### Exercise tasks
**a)** In the Ohmicide review, turn the paragraph beginning "In the upper left hand corner" into a short list that keeps its main facts.
**b)** Please write a continuation of the Ohmicide review from the point where it stops.

··· Supplied text ···

Yamaha CS-80 on Ebay

Info at the listing...

Akai AX-80 on Ebay

Info at the listing...

Wednesday, June 23, 2010

Kids Perform Aphex Twin Song on Steel Drums

Via Tarekal on YouTube:

Review: Ohm Force Ohmicide Melohman

Product: Ohmicide:Melohman
Ohm Force

AU/VST multiband distortion effect

VST & RTAS for Windows, VST, RTAS, & AU for OSX.


Available here.

This is a product that has been out for a while, but when the Ohm Boyz themselves asked if I might like to take a look at it, how could I refuse? If you haven't heard of it by now, Ohmicide:Meloman (I'm going just called it Ohmicide from here on out) is a multi-band distortion effect on steroids. Multi-band distortion allows you to split a single signal into multiple frequency bands allowing you to process and tweak each band completely independently of the others. Let's see how it stacks up.

The plug-in is downloaded as a standard installer. Click, install, and you're done. Nothing to see here, move along.

Ohm Force seem to want to encourage users to make use of their online manual, but it is available as a downloadable PDF too. Unfortunately, this is easy to miss. The downloadable version isn't listed among the PDFs for their other products (an omission, perhaps?), but a link is available at the bottom of the INTRO page. A more conspicuous location for this might be preferable, as online documentation alone isn't always very convenient for traveling musicians who might find themselves without an internet connection frequently.

That said, the online documentation is very well done and easy to follow. There's a few typos and bad English moments, but nothing that would prevent you from understanding the material.

It's a good thing the documentation is well done, as Ohmicide is a rather complex beast. It's actually very well laid out and easy to understand once you've had a look at the manual or video tutorials, but what the features each contribute to the final sound might not be immediately obvious if you haven't worked with an effect like this before.

In the upper left hand corner, you'll find the SET-UP menu, which covers additional info and features not used directly in altering the sound of the effect itself. Here you'll check your version number, link to the online manual, register, check for updates, access a registered user only preset section, map parameters to a MIDI controller, control the quality of the output (and thus the CPU load), etc. Below it, you'll also find a manual tempo setting and a bypass switch.

At the very far left, you'll find the INPUT TRIM level. This allows you to adjust the level of the signal being fed into Ohmicide which has some effect on the overall level of the effect, but can also influence the sound itself.

··· Dataset ···

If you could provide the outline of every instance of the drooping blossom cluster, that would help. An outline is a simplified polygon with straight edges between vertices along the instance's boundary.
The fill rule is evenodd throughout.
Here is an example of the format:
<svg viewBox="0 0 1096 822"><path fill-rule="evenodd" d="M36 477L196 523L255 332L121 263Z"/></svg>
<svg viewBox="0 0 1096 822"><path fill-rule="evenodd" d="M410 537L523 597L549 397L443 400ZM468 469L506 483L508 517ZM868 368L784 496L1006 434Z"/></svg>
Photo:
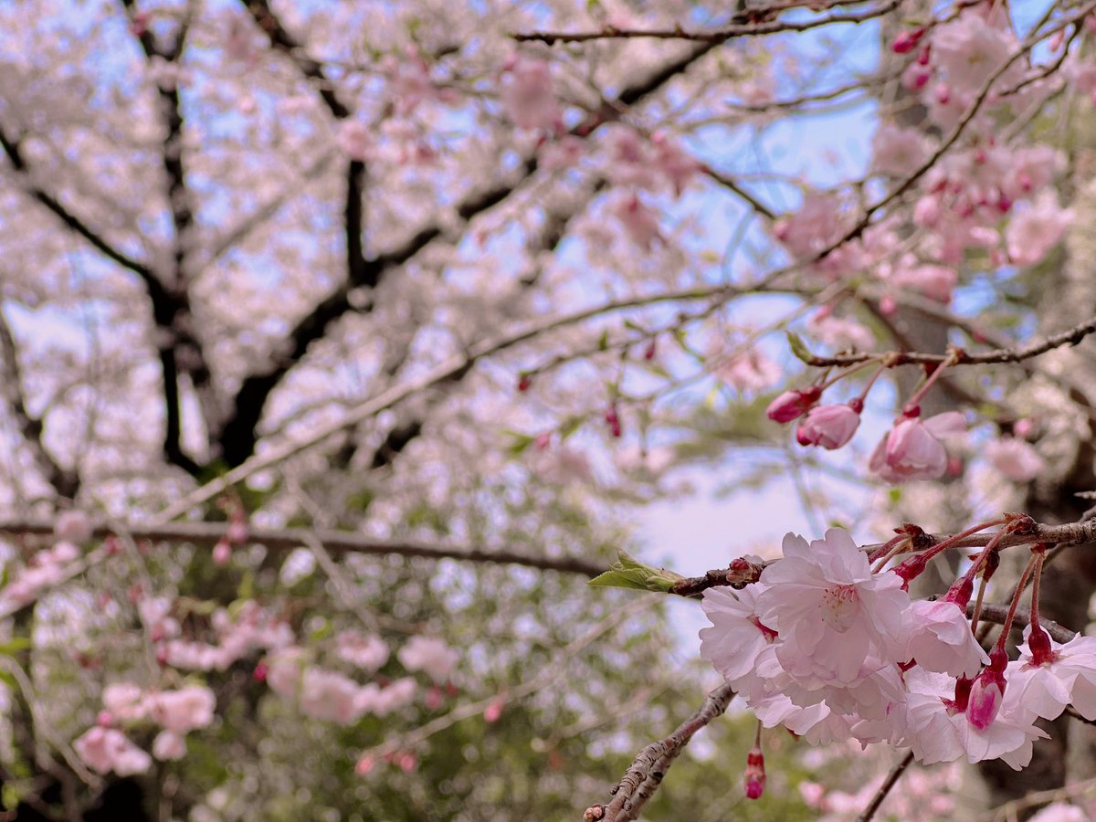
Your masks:
<svg viewBox="0 0 1096 822"><path fill-rule="evenodd" d="M88 729L72 747L81 760L100 774L118 776L148 770L152 758L121 730L121 727L153 723L161 728L152 740L152 755L160 761L186 755L186 734L213 723L217 699L204 685L175 690L144 690L133 683L115 683L103 690L99 722Z"/></svg>
<svg viewBox="0 0 1096 822"><path fill-rule="evenodd" d="M1059 644L1029 626L1019 659L1007 661L1004 637L986 654L966 614L973 574L941 600L911 600L923 568L915 558L872 570L840 528L809 545L789 534L757 583L705 592L700 654L766 728L812 744L887 743L924 764L1019 769L1046 735L1038 718L1068 705L1096 716L1096 638Z"/></svg>

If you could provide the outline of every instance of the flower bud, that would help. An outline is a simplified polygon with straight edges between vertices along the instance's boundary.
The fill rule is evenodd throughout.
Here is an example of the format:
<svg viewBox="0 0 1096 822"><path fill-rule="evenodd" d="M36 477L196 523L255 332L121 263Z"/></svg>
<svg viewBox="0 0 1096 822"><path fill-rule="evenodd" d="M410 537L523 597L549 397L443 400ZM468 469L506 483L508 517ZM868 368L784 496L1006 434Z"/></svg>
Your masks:
<svg viewBox="0 0 1096 822"><path fill-rule="evenodd" d="M791 422L806 414L821 396L822 390L814 387L806 391L785 391L768 404L765 414L773 422Z"/></svg>
<svg viewBox="0 0 1096 822"><path fill-rule="evenodd" d="M1005 697L1004 670L1007 661L1004 650L994 648L990 654L990 666L982 671L970 686L967 721L980 731L989 728L1001 710L1001 703Z"/></svg>
<svg viewBox="0 0 1096 822"><path fill-rule="evenodd" d="M750 749L746 754L746 772L743 781L746 788L746 798L761 799L765 792L765 755L760 747Z"/></svg>
<svg viewBox="0 0 1096 822"><path fill-rule="evenodd" d="M859 425L860 415L849 406L819 406L807 413L796 439L800 445L835 450L853 438Z"/></svg>

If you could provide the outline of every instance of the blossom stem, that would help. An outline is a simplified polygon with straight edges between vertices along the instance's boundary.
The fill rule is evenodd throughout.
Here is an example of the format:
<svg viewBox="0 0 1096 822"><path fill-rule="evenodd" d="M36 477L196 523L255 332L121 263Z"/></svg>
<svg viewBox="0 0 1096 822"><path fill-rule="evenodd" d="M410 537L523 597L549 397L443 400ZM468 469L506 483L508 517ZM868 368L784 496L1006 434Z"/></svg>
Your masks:
<svg viewBox="0 0 1096 822"><path fill-rule="evenodd" d="M1024 589L1027 587L1028 576L1035 571L1036 566L1040 564L1041 553L1034 553L1028 563L1024 567L1024 573L1020 574L1019 582L1016 583L1016 591L1013 593L1013 602L1008 606L1008 615L1005 617L1005 621L1001 625L1001 636L997 637L997 650L1005 650L1005 641L1008 639L1008 631L1013 629L1013 617L1016 616L1016 608L1020 604L1020 597L1024 596ZM981 602L981 600L979 600ZM978 612L974 613L974 618L978 617Z"/></svg>
<svg viewBox="0 0 1096 822"><path fill-rule="evenodd" d="M864 402L866 399L868 399L868 391L871 390L871 386L876 384L876 380L879 379L879 377L883 373L886 373L888 368L890 368L890 364L887 362L887 358L883 358L879 367L876 369L876 373L872 374L870 377L868 377L868 384L864 386L864 390L860 391L860 396L857 398L860 402Z"/></svg>
<svg viewBox="0 0 1096 822"><path fill-rule="evenodd" d="M902 551L909 549L909 547L910 547L910 545L912 543L911 543L910 537L907 537L905 535L900 535L900 536L895 537L894 539L892 539L887 545L891 545L891 544L893 544L893 548L891 548L889 551L887 551L887 553L884 553L882 557L880 557L880 559L876 563L875 568L871 569L871 573L879 573L880 571L882 571L887 567L888 562L890 562L892 559L894 559L894 557L897 557L898 555L902 553ZM886 546L883 546L883 547L886 548Z"/></svg>
<svg viewBox="0 0 1096 822"><path fill-rule="evenodd" d="M843 372L838 372L836 375L834 375L833 377L830 377L830 379L827 379L824 383L822 383L822 385L815 386L815 387L820 391L824 391L826 388L829 388L830 386L832 386L834 383L840 383L845 377L850 377L852 375L856 374L856 372L863 370L866 366L871 365L874 362L877 362L882 356L883 355L880 354L878 357L875 357L872 359L865 359L863 363L857 363L856 365L854 365L854 366L852 366L849 368L846 368ZM868 383L868 387L869 388L871 387L871 383L875 383L878 377L879 377L879 375L877 374L876 376L874 376L871 378L871 381Z"/></svg>
<svg viewBox="0 0 1096 822"><path fill-rule="evenodd" d="M1001 517L1001 518L997 518L997 520L990 520L989 522L985 522L985 523L979 523L978 525L972 525L971 527L967 528L967 530L962 530L962 532L959 532L958 534L954 534L950 537L948 537L947 539L945 539L943 543L937 543L936 545L934 545L932 548L929 548L927 551L925 551L921 556L927 562L928 560L933 559L933 557L935 557L940 551L947 550L948 548L950 548L951 546L954 546L959 540L966 539L967 537L969 537L971 534L978 534L978 532L985 530L986 528L992 528L994 525L1004 525L1004 524L1005 524L1005 518ZM997 534L994 534L993 539L990 540L990 545L987 545L986 548L989 548L990 546L995 546L1001 540L1001 536L1003 534L1004 534L1004 530L1001 530L1001 532L997 532Z"/></svg>
<svg viewBox="0 0 1096 822"><path fill-rule="evenodd" d="M955 350L949 351L944 362L940 363L938 366L936 366L933 373L928 375L928 378L921 384L921 388L918 388L916 392L914 392L913 397L911 397L906 401L905 406L902 407L902 413L906 416L917 416L921 412L921 410L917 408L917 403L921 402L921 398L924 397L928 392L928 389L933 387L933 384L936 383L937 379L939 379L940 375L944 373L944 369L947 368L949 365L955 365L957 361L958 356Z"/></svg>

···

### Expected outputs
**a)**
The SET-UP menu sits in the upper left corner. It holds extra information and features that don't directly change the effect's sound:
- version number check
- link to the online manual
- registration
- update check
- preset section for registered users only
- mapping of parameters to a MIDI controller
- output quality control, which also sets CPU load

Below the menu are a manual tempo setting and a bypass switch.

**b)**
To the right of the INPUT TRIM, is a PRE-GAIN control that allows you the option of adding a little coloration or distortion to the signal before it hits the "real" distortion section. A STEREO LINK button is also provided to keep parameters that are affected by signal levels consistent in a stereo signal that might have different levels on the left and right.

In the very top center of the interface is the MAIN DISPLAY which shows a visual representation of what you're doing to the signal (and INPUT and OUTPUT can be viewed separately), as well as of the width of each of the frequency bands. It also displays the currently selected parameter and its current value, which is very handy.

Now for the fun stuff! As I mentioned before, Ohmicide takes the input signal and splits it up into four bands, each with its own settings. Three knobs at the top, allow you to define the points in the signal's frequency that split it up. This keeps each band from overlapping and getting messy, insuring you'll get more useful results.

The sound-mangling parameters for each of the four bands are identical (but obviously operating only on its own slice of the overall signal). Each band features its own:

• Fully adjustable noise gate (great for using this with drum tracks)
• A dynamics section consisting of settings for SHAPE (whether the signal is compressed, expanded, or not effected), and BODY (effects the amount the SHAPE parameter effects the signal and eventually adds limiting to it).
• A DISTORTION section with settings for GAIN (the amount of distortion), distortion TYPE (with a whopping 28 algorithms and 84 types), and BIAS (simulates the DC offset added by a malfunctioning amp). An ALTERATION knob also allows further variation of distortion dependent on the type you ahve selected.
• A FEEDBACK section allowing you to set the AMOUNT, FREQUENCY, and STEREO SPREAD of the feedback for each band.
• A "mixer" section that allows you to MUTE or SOLO each band individually or together (very handy!), set a MIX level for each band, set a PAN position for each band (for some truly huge sounds), and the option to have to signal processed in MID-SIDE mode.

After your signal has been shredded to bits, it travels through a lowpass filter with selectable SHAPE (filter steepness, essentially) and FREQUENCY (the filter's cutoff) parameters to do help filter out any shrill or (unintentionally) irritating high end.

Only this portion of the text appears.